» **Brief A**
In the notes on OLE objects in Write files, what value does the DWORD at the start of every OLE object always have?
» **Brief B**
Continue the notes on OLE objects in Write files, starting after their last sentence.

The scaling factors for OLE objects work the same way as they do with pictures. 

(added note:)

I couldn't find any information on the OLE objects. There is a libole2,
which only works for OLE2 as far as I can see. OLE2 is an entire file-system,
while OLE1 (as used here) is only one object.

The following is entirely reverse-enigineered, and therefore might not be
correct. 

The OLE object always starts with a DWORD with value 0x501, followed by
another DWORD is the objectType as above, only with reverse values:
3 = static, 2 = embedded, 1 = link.

Next comes a DWORD which gives the length of the typename, which is
immediately followed by that typename. It is a zero-terminated ascii string,
and the length includes the 0 at the end.

Static OLE Object

Note that a static OLE object isn't really an OLE object; it is simply
a picture which is rendered by Write itself. See:

http://support.microsoft.com/support/kb/articles/Q88/1/16.ASP

If the objectType is static, the typename has one of the following values:

	DIB
	METAFILEPICT
	BITMAP

As usual, the data following that is not the stuff you would expect. The
headers are garbled.

» **Information provided**

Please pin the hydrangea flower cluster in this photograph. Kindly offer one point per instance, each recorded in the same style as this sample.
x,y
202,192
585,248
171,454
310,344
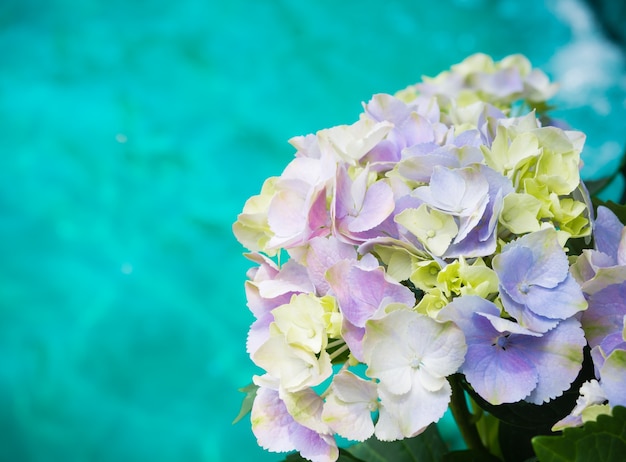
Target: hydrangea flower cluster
x,y
430,238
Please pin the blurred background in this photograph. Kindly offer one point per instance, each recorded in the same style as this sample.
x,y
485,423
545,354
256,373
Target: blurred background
x,y
131,134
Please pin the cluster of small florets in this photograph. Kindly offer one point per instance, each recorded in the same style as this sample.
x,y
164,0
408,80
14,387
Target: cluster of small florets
x,y
429,238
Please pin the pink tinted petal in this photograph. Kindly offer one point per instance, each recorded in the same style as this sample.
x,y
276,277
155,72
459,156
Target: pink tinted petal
x,y
377,206
405,416
321,255
557,357
277,431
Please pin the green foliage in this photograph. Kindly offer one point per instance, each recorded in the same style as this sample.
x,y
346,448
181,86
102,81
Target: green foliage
x,y
600,441
426,447
248,400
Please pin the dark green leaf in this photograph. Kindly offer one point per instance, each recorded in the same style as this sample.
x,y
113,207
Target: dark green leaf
x,y
600,441
487,427
246,405
426,447
595,187
469,456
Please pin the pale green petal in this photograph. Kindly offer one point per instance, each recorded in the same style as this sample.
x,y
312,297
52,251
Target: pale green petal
x,y
519,213
434,229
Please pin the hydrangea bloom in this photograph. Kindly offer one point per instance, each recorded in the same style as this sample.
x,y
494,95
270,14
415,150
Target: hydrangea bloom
x,y
430,238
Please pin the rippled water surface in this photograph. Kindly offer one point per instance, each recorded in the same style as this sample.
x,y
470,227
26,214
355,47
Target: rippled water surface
x,y
131,134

» **Task result A**
0x501

» **Task result B**
DIB 

A dib (Device Independant Bitmap, a bmp file) usually has the following 
structure:

BITMAPFILEHEADER bmfh;
BITMAPINFOHEADER bmih;
RGBQUAD          aColors[];
BYTE             aBitmapBits[];

In the DIB which is stored in Write, the BITMAPFILEHEADER is missing. 

After the string "DIB" (and the 0 terminator), comes the following bytes:
0xb2 0x18 0x00 0x00 0x29 0xec 0xff 0xff, followed by a DWORD which is the
size of the dib _without_ the BITMAPFILEHEADER. After that the 
BITMAPINFOHEADER follows. You must fill the members of the BITMAPFILEHEADER
yourself; you can use the ColorsUsed to calculate the OffsetBits member.

(However, I have one instance of a Write file where this member is 0,
although it is a 4 bit image. Maybe BitCount is a better member to use.)

BITMAP

This is the Device Dependant Bitmap (DDB), which is an insane format 
IMHO as the palette information is not stored. If the image is monochrome,
the colours are of course black and white; if it is 4-bits, use the
Windows colours; if it is 8-bit, the first 8 and last 8 colours in the
palette are Windows colours, but the other colours depend on what colour
the palette has at that moment.

The data is stored in the BITMAP structure just as above (for Write 3.0
images). After the "BITMAP" string (with the 0 terminator) comes the
following bytes:

0xb4 0x18 0x00 0x00 0x28 0xec 0xff 0xff

Followed by the size in in DWORD; next comes with BITMAP structure with
the bmType and bmBits members undefined, followed by the uncompressed
bits.

METAFILEPICT

This is a Windows metafile (wmf). For reasons unknown Write (or Windows?)
converts some images to metafiles. I have no idea how this is stored.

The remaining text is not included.